● **Instructions to follow**:
Here are some records. Transcribe all of them exactly.

------------

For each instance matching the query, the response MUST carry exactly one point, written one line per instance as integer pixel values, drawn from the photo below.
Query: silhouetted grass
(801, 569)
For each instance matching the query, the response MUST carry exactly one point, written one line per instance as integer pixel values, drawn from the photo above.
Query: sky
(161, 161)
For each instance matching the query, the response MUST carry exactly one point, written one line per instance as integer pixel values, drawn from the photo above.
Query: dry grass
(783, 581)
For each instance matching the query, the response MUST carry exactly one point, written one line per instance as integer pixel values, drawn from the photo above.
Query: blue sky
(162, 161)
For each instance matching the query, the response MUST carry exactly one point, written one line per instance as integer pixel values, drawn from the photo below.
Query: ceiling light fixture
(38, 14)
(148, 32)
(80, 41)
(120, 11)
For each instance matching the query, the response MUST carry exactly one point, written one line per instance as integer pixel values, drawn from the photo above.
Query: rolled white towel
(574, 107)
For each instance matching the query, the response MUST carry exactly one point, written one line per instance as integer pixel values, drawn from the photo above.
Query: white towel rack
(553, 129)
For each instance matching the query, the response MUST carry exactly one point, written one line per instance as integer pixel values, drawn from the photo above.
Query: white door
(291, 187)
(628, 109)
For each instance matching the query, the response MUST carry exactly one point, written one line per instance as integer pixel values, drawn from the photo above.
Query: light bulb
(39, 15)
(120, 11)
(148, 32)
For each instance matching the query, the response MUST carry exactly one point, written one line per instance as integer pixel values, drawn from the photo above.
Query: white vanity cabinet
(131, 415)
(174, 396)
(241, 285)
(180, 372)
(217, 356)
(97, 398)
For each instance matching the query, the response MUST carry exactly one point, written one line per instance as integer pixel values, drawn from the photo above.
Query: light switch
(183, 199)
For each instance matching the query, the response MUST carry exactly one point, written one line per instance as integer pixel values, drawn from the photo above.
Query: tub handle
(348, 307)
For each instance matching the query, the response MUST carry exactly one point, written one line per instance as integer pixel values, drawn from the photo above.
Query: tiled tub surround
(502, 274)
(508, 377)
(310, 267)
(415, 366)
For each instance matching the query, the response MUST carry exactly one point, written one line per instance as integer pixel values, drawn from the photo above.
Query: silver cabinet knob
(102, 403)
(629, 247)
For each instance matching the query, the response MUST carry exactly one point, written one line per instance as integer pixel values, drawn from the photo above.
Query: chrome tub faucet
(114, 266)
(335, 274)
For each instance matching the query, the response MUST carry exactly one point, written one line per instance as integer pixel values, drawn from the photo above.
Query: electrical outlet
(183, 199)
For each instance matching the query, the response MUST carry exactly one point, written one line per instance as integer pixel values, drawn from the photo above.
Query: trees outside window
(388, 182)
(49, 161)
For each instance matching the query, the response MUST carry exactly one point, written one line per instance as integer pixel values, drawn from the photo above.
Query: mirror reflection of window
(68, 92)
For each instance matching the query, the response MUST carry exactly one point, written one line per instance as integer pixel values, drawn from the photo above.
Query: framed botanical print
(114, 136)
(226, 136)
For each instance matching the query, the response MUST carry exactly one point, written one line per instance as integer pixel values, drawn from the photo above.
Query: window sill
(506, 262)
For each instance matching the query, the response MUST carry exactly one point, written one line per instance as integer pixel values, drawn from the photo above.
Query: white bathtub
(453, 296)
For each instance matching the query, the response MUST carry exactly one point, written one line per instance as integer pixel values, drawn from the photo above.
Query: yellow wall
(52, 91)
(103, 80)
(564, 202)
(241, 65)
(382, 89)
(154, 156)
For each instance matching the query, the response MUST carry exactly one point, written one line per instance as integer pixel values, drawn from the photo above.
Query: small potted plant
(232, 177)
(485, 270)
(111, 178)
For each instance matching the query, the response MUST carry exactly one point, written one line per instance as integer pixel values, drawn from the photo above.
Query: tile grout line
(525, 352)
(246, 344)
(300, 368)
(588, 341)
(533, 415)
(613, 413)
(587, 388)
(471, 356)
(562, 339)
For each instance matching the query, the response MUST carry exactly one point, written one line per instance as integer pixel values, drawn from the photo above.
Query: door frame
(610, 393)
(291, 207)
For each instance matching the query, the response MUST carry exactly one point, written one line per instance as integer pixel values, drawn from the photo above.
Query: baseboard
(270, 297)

------------

● **Worked solution**:
For each instance matching the query, the response MUST carry exactly one point, written one line per instance as integer pixel values, drawn from the photo below.
Query: silhouetted grass
(801, 569)
For each instance matching the query, the response MUST carry exactly one point, written one line per instance as integer pixel values, drawn from the photo above.
Query: sky
(161, 161)
For each instance matching the query, the response MUST carry exactly one point, written one line per instance as integer pixel values, drawn from the photo above.
Query: dry grass
(783, 581)
For each instance matching the query, the response MUST carry exactly one point, written one line per instance as integer pixel values, drawn from the photo above.
Query: blue sky
(162, 161)
For each instance matching the query, the response MUST carry exactly one point, written one line per instance as integer pixel values, drawn from the photo below.
Query: ceiling light fixture
(38, 14)
(148, 32)
(80, 41)
(120, 11)
For each instance matching the query, the response MUST carry exactly one point, written one line per instance as integer pixel values, drawn from the photo above.
Query: rolled white towel
(574, 107)
For each instance matching the query, the response MUST carry exactly one point, written one line per instance as integer pixel values, drawn from the photo above.
Query: white towel rack
(553, 129)
For each instance matching the query, the response MUST carry exactly one point, written one line per instance as integer pixel values, drawn from the photo above.
Query: white door
(291, 187)
(628, 109)
For each instance matching the query, the response MUST carry exactly one point, written one line per instance as integer pixel values, drawn from the photo above.
Query: light bulb
(39, 15)
(120, 11)
(148, 32)
For each instance matching the query, the response MUST carry exactly one point, written one line per instance as integer pixel values, drawn from the photo above.
Query: white vanity cabinet
(131, 415)
(174, 396)
(241, 285)
(180, 372)
(217, 356)
(97, 398)
For each instance matching the query, the response MUST carry exactly one point, written one line per instance as integer pixel values, drawn from the photo above.
Query: light switch
(183, 199)
For each instance matching the query, the response MUST carry exactly one point, written one line per instance as integer pixel values, drawn from the photo above.
Query: tub handle
(348, 307)
For each instance matching the query, the response MUST carry exactly one point, written one line per instance as integer pixel values, drawn from the photo above.
Query: tiled tub surround
(502, 274)
(508, 377)
(310, 267)
(415, 366)
For each instance matching the query, the response MUST carry exactly one point, written one line per instance as integer pixel values, drawn from the photo above.
Query: silver cabinet knob
(102, 403)
(629, 247)
For each instance matching the query, the response MUST carry exactly one point, written one line per instance as integer pixel values, drawn from the photo above.
Query: chrome tub faucet
(114, 266)
(335, 274)
For each instance matching the query, the response MUST carry exactly one point, written one line per instance as integer pixel values, drawn from the photo above.
Query: electrical outlet
(183, 199)
For each instance matching the query, the response MUST carry exactly one point, written one line per instance as integer pixel values, drawn from the photo above.
Query: trees outside window
(388, 182)
(49, 161)
For each instance matching the query, the response MUST carry exactly one point, written one line per instance as integer pixel values, drawn from the photo above.
Query: mirror reflection of window
(68, 92)
For each instance matching the query, the response MUST carry exactly one point, written one line per instance as integer pixel values, drawn from the photo above.
Query: framed botanical print
(114, 136)
(226, 136)
For each instance matching the query, the response MUST carry exactly one point, written one line per instance as integer pixel values, drawn from the photo above.
Query: window sill
(506, 262)
For each instance matching the query, the response MUST carry exactly one point, written one line per instance as integer pixel values, drawn from the photo above.
Query: white bathtub
(453, 296)
For each instance matching the query, the response MUST carry exactly one point, written one line per instance as integer pixel values, drawn from the photo above.
Query: yellow wall
(52, 91)
(103, 80)
(564, 202)
(241, 65)
(382, 89)
(154, 156)
For each instance matching the query, the response MUST carry exactly one point, written one line per instance as integer pixel values, drawn from the photo above.
Query: small potted plant
(232, 177)
(485, 270)
(111, 178)
For each instance matching the query, the response MUST carry exactly one point, written one line per instance as integer pixel values, drawn from the photo above.
Query: tile grout line
(525, 352)
(246, 344)
(300, 368)
(588, 341)
(533, 415)
(613, 413)
(587, 388)
(471, 356)
(562, 339)
For each instance matching the query, the response MUST carry exactly one point, written one line per instance as integer pixel values, drawn from the photo above.
Query: door frame
(610, 393)
(291, 207)
For each instance matching the query, the response MUST carry exactly one point, written one line per instance as integer pixel values, drawn from the photo above.
Query: baseboard
(270, 297)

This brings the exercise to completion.